EXERCISE BRIEF » Please list every condition or symptom the article below names when it describes the people the new ECG Apple Watch could help most.

SOURCE DOCUMENT »
────────────────────
More false positives among the hypochondriac set

Thursday, September 13th, 2018

The new ECG Apple Watch could do more harm than good:

“Do you wind up catching a few undiagnosed cases? Sure. But for the vast majority of people it will have either no impact or possibly a negative impact by causing anxiety or unnecessary treatment,” says cardiologist Theodore Abraham, director of the UCSF Echocardiography Laboratory. The more democratized you make something like ECG, he says, the more you increase the rate of false positives — especially among the hypochondriac set. “In the case of people who are very type-A, obsessed with their health, and fitness compulsive, you could see a lot of them overusing Apple’s tech to self-diagnose and have themselves checked out unnecessarily.”

The cases in which Apple’s new watch could be most helpful are obvious: People with atrial fibrillation, family histories of heart disease, heart palpitations, chest pain, shortness of breath, and so on. Sometimes, Abraham says, patients come in with vague cardiovascular symptoms that they can’t reproduce during their visit. Folks like that, he says, often require more expensive, prescription-based monitoring systems. If a doctor could ask that kind of patient to record their symptoms on a gadget they already own, that could be a win for the healthcare provider and the patient.

As for everyone else, it’s hard to say what benefit Apple Watch’s on-demand ECG could have, and existing evidence suggests it might actually do more harm than good.
────────────────────
SOURCE MATERIAL »

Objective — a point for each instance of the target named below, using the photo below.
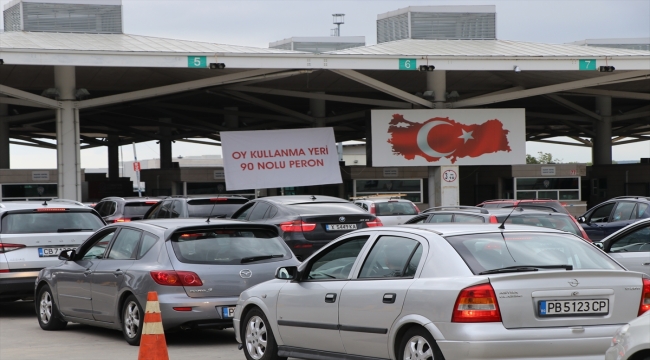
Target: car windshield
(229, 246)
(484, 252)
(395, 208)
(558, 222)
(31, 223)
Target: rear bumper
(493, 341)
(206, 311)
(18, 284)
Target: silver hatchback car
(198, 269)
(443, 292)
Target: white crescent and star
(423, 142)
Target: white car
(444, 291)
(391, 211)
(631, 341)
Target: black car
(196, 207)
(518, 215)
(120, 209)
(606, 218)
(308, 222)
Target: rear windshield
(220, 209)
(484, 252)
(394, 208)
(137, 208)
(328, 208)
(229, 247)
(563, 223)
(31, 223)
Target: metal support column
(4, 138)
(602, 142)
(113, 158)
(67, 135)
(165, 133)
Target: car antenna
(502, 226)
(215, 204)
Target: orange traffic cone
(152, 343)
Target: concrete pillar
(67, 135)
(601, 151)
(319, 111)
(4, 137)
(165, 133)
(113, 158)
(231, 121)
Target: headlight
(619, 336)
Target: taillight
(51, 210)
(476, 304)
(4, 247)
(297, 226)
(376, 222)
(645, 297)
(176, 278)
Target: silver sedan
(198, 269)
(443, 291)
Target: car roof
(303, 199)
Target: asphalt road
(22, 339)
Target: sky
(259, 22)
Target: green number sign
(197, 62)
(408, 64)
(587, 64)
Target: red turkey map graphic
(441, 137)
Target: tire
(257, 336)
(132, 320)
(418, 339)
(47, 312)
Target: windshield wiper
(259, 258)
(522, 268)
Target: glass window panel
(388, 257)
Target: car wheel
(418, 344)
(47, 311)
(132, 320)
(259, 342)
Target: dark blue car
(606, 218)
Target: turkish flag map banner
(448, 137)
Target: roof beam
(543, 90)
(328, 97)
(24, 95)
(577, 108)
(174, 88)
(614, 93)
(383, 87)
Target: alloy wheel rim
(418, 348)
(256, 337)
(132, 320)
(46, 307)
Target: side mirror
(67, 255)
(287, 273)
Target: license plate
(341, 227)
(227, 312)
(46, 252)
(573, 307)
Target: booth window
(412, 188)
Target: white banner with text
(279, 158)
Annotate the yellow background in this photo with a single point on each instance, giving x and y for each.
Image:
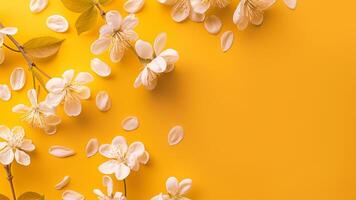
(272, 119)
────────────────────
RESULT FOR THIS TASK »
- Atrial fibrillation
- Family histories of heart disease
- Heart palpitations
- Chest pain
- Shortness of breath